◆ **Records supplied**:

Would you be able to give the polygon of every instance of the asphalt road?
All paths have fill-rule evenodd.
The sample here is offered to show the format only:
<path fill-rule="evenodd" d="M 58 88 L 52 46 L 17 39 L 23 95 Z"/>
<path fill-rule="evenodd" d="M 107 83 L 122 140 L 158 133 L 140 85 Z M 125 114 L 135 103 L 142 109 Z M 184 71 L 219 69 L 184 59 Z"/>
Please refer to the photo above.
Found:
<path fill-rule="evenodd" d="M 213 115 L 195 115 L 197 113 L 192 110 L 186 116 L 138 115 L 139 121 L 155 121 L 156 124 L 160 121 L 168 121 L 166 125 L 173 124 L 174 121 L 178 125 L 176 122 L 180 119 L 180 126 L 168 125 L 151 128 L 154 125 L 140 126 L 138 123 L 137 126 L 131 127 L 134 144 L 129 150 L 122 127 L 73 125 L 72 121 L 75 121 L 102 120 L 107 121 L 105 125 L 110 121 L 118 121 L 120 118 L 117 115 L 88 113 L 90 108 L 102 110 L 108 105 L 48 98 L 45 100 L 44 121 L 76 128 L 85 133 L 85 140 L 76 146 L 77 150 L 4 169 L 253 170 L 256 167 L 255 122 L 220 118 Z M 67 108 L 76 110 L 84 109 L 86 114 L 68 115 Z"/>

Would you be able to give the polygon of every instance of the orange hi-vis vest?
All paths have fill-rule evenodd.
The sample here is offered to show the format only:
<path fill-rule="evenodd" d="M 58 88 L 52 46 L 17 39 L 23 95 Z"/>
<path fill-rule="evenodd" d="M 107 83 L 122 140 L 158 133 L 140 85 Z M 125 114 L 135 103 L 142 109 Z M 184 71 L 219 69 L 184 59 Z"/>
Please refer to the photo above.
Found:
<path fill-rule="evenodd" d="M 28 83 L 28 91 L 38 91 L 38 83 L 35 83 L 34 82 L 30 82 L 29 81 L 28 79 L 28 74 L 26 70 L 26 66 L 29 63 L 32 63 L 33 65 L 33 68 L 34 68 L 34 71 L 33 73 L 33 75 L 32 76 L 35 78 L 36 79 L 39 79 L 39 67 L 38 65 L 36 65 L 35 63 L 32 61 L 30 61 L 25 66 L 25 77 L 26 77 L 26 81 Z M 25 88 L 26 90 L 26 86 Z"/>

◆ **Task requirements**:
Rewrite the rows from the start through the line containing "213 115 L 195", both ends included and requests kept, scaling every polygon coordinate in the answers by 1.5 and rounding to whole numbers, with halves rounded up. Leave the numbers in the requests and their format samples unchanged.

◆ **Solution**:
Would you be able to give the polygon of every instance of the asphalt road?
All paths have fill-rule evenodd.
The sample here is offered to show the format only:
<path fill-rule="evenodd" d="M 58 88 L 52 46 L 17 39 L 23 95 Z"/>
<path fill-rule="evenodd" d="M 107 83 L 122 140 L 158 133 L 140 85 Z M 125 114 L 135 103 L 142 109 Z M 184 71 L 219 69 L 184 59 Z"/>
Please refer to the photo above.
Found:
<path fill-rule="evenodd" d="M 320 173 L 293 173 L 296 170 L 288 165 L 279 174 L 207 173 L 209 182 L 233 182 L 234 186 L 240 182 L 252 182 L 249 188 L 260 186 L 261 182 L 267 188 L 264 183 L 270 179 L 270 189 L 252 188 L 227 192 L 231 188 L 210 189 L 207 185 L 206 189 L 197 191 L 201 216 L 194 225 L 183 191 L 110 188 L 108 182 L 113 182 L 153 180 L 161 182 L 158 188 L 165 182 L 177 182 L 180 177 L 176 173 L 132 170 L 135 162 L 153 165 L 162 158 L 72 147 L 68 150 L 66 182 L 114 192 L 128 200 L 128 210 L 114 219 L 116 225 L 6 254 L 380 255 L 384 251 L 383 183 L 330 177 Z M 101 162 L 114 165 L 126 164 L 129 171 L 102 173 Z"/>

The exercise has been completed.